## TASK DETAILS
Give again only the lines from the line that holds "One pin marks each instance of the wooden wall" to the end of the data, inclusive, omitting all pictures.

___ RECORDS SUPPLIED ___

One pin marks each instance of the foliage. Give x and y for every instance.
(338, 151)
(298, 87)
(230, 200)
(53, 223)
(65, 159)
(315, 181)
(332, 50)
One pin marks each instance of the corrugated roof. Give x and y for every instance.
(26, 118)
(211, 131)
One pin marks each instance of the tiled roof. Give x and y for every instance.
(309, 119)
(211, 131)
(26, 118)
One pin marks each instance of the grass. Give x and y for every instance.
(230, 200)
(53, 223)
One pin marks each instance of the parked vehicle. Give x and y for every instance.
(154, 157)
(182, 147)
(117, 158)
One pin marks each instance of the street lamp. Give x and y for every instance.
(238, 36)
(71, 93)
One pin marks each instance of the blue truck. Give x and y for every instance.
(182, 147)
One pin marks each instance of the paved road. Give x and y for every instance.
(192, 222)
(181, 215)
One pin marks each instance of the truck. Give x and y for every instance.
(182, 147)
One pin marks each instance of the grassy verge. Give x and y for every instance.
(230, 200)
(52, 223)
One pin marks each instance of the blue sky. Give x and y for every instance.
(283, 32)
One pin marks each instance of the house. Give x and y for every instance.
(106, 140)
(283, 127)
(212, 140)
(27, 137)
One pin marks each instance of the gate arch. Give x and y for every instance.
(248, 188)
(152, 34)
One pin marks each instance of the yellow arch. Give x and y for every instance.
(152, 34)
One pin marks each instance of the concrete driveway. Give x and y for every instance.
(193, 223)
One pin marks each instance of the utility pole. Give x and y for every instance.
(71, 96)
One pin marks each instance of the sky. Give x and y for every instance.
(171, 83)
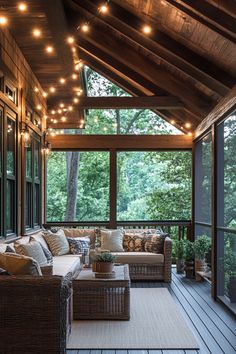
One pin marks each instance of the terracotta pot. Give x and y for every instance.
(232, 289)
(104, 267)
(179, 265)
(189, 269)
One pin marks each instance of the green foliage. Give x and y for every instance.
(179, 249)
(105, 257)
(189, 251)
(201, 246)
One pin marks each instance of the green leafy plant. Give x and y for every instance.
(105, 257)
(201, 246)
(189, 251)
(179, 249)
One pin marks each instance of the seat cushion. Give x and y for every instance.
(62, 265)
(138, 257)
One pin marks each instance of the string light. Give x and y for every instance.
(70, 40)
(62, 80)
(103, 8)
(22, 6)
(37, 32)
(3, 20)
(147, 29)
(49, 49)
(85, 27)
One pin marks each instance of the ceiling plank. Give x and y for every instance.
(209, 16)
(148, 102)
(120, 142)
(148, 69)
(165, 48)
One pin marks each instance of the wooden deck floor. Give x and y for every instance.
(213, 326)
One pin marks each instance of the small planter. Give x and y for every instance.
(189, 269)
(179, 265)
(232, 289)
(104, 267)
(200, 265)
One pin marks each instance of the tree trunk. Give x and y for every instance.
(72, 164)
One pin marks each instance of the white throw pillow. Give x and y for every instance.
(57, 242)
(112, 240)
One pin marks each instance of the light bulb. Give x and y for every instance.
(3, 20)
(147, 29)
(49, 49)
(22, 6)
(37, 32)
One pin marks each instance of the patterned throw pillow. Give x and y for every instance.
(57, 242)
(133, 242)
(32, 249)
(79, 245)
(154, 243)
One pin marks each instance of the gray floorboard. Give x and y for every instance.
(213, 326)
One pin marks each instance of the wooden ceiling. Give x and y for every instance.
(190, 55)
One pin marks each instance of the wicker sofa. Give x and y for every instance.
(142, 265)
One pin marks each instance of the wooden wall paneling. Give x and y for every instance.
(129, 142)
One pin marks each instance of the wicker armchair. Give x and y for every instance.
(34, 314)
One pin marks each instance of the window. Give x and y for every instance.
(33, 182)
(78, 186)
(226, 209)
(203, 186)
(154, 186)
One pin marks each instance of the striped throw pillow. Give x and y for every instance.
(57, 242)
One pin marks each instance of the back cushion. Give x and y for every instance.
(17, 264)
(73, 232)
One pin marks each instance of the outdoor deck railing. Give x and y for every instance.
(176, 229)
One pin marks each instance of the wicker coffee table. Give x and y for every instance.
(104, 299)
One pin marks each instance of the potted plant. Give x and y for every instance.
(189, 259)
(179, 254)
(201, 246)
(105, 262)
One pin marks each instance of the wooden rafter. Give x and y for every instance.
(209, 16)
(148, 102)
(164, 47)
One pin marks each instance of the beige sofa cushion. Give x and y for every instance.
(112, 240)
(17, 264)
(73, 232)
(57, 242)
(34, 250)
(138, 257)
(62, 265)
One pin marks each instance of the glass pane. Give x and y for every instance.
(10, 206)
(28, 160)
(203, 179)
(36, 204)
(230, 172)
(154, 185)
(10, 146)
(28, 204)
(78, 186)
(36, 158)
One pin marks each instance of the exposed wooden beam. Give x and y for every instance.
(114, 49)
(226, 104)
(148, 102)
(164, 47)
(101, 142)
(209, 16)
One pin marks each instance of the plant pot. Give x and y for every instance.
(189, 269)
(200, 265)
(179, 265)
(232, 289)
(104, 267)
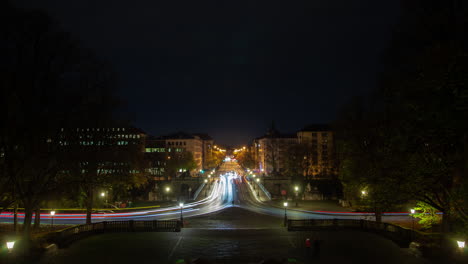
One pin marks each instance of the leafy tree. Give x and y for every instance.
(427, 214)
(416, 126)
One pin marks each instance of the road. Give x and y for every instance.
(228, 187)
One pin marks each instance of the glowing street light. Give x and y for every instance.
(461, 244)
(10, 245)
(52, 213)
(168, 189)
(412, 216)
(285, 214)
(296, 190)
(181, 217)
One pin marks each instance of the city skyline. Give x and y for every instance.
(230, 75)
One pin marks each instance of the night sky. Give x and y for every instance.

___

## THE ANSWER
One pin marks each instance of the wooden wall paneling. Give x and y for every instance.
(129, 142)
One pin marks each instance of the wicker armchair. Give x and y for every instance.
(34, 314)
One pin marks each instance of the window. Give x and y for every instance.
(33, 182)
(78, 186)
(226, 209)
(203, 186)
(154, 186)
One pin marks each instance of the striped throw pillow. Give x and y for every instance.
(57, 242)
One pin marks each instance of the back cushion. Give x and y for every instance.
(17, 264)
(73, 232)
One pin marks each instance of the outdoor deck railing. Give x and y for every instance.
(176, 229)
One pin marks each instance of the wicker coffee table. Give x and y for every instance.
(104, 299)
One pin marks each instance of the potted plant. Give x and y for every instance.
(189, 259)
(179, 254)
(201, 246)
(105, 262)
One pin marks each instance of the wooden rafter. Give x and y for every instance.
(209, 16)
(148, 102)
(164, 47)
One pin marks each instance of the beige sofa cushion. Give x and y for every instance.
(112, 240)
(17, 264)
(73, 232)
(57, 242)
(34, 250)
(138, 257)
(62, 265)
One pin marks each instance of the glass pane. Give x and y for every instance.
(10, 206)
(28, 160)
(203, 179)
(36, 204)
(230, 172)
(154, 185)
(10, 146)
(28, 204)
(78, 186)
(36, 158)
One pin marks each instance of the exposed wooden beam. Give x and y for every instance.
(114, 49)
(226, 104)
(148, 102)
(164, 47)
(101, 142)
(209, 16)
One pin marks each instance of the plant pot. Give x and y for every instance.
(189, 269)
(200, 265)
(179, 265)
(232, 289)
(104, 267)
One pin marks each instance of the leafy tree. Give x and y for every instance.
(427, 214)
(416, 126)
One pin marks each instance of the road. Give x and y for every instance.
(228, 187)
One pin marks each instance of the glowing street light. Give x and y for every instance.
(461, 244)
(10, 245)
(52, 213)
(168, 189)
(412, 216)
(285, 214)
(296, 190)
(181, 217)
One pin marks each instance of the city skyline. Give x and y for every instance.
(230, 75)
One pin marks each instance of the night sky. Give x and y for every instance.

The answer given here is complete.